EXTRACTED RECORDS ::
* * * * *
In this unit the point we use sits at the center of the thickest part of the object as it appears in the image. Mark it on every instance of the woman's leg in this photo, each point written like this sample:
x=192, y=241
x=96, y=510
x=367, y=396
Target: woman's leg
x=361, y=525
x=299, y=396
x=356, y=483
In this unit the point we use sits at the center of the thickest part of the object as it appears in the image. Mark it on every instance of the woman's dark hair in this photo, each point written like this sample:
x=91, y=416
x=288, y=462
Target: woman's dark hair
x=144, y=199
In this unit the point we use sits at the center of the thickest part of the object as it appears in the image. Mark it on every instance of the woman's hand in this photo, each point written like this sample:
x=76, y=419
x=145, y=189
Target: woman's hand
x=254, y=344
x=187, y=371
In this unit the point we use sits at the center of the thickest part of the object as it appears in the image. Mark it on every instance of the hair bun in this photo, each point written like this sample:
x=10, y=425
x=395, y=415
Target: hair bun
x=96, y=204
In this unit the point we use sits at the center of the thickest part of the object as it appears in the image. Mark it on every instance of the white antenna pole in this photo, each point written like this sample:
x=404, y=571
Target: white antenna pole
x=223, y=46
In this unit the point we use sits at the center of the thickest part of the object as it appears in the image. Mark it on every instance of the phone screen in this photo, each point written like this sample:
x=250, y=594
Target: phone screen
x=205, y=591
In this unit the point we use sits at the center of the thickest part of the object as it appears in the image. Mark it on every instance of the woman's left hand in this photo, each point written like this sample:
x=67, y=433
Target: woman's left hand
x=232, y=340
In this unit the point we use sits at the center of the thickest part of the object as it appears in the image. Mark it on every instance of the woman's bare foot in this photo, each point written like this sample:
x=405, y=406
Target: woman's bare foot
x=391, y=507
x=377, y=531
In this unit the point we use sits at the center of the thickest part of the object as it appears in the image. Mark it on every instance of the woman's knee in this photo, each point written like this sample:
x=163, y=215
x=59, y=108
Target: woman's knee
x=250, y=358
* * * * *
The reply should restate the records above in full, character for character.

In this unit the point we use sits at the center of the thickest part of the object as it appears in the image. Mark it on every instance of the woman's leg in this photo, each point written like this sample:
x=192, y=241
x=96, y=510
x=367, y=396
Target: woman's leg
x=361, y=525
x=299, y=396
x=356, y=483
In this unit the point we use sits at the center of the thickest part of the object as it appears in the image. Mark it on every instance of the woman's dark hair in this photo, each point written like this sample:
x=91, y=416
x=288, y=462
Target: woman's dark hair
x=144, y=199
In this unit the point we use sits at the center of the thickest part of the object as it appears in the image. Mark it on every instance of the woman's hand in this photo, each point written like this sample:
x=76, y=419
x=145, y=189
Target: woman's hand
x=254, y=344
x=187, y=371
In this unit the point we use sits at the center of the thickest part of the object as it appears in the image. Mark it on every instance of the hair bun in this photo, each point written like this sample:
x=10, y=425
x=395, y=415
Target: hair bun
x=96, y=204
In this unit the point we use sits at the center of the thickest part of the object as it appears in the image. Mark it on every instance of the white antenna pole in this photo, each point written like this sample:
x=404, y=571
Target: white antenna pole
x=223, y=46
In this unit the point we use sits at the center of the thickest part of the object as it appears in the image. Mark it on every instance of the phone screen in this photo, each point written like this sample:
x=250, y=594
Target: phone screen
x=205, y=591
In this unit the point we use sits at the center of the thickest part of the object as it appears in the image. Mark it on every instance of the woman's left hand in this photo, each point written like this sample:
x=67, y=433
Target: woman's left hand
x=232, y=340
In this unit the point we use sits at the center of the thickest part of the object as it appears in the image. Mark it on every instance of the woman's bare foot in this photo, each point written like this sample:
x=405, y=406
Target: woman's bare foot
x=391, y=507
x=377, y=531
In this unit the point we use sits at the center of the thickest part of the object as it appears in the image. Mark it on every instance of the woman's knee in this photo, each point written like this sample:
x=163, y=215
x=59, y=108
Target: woman's knee
x=250, y=358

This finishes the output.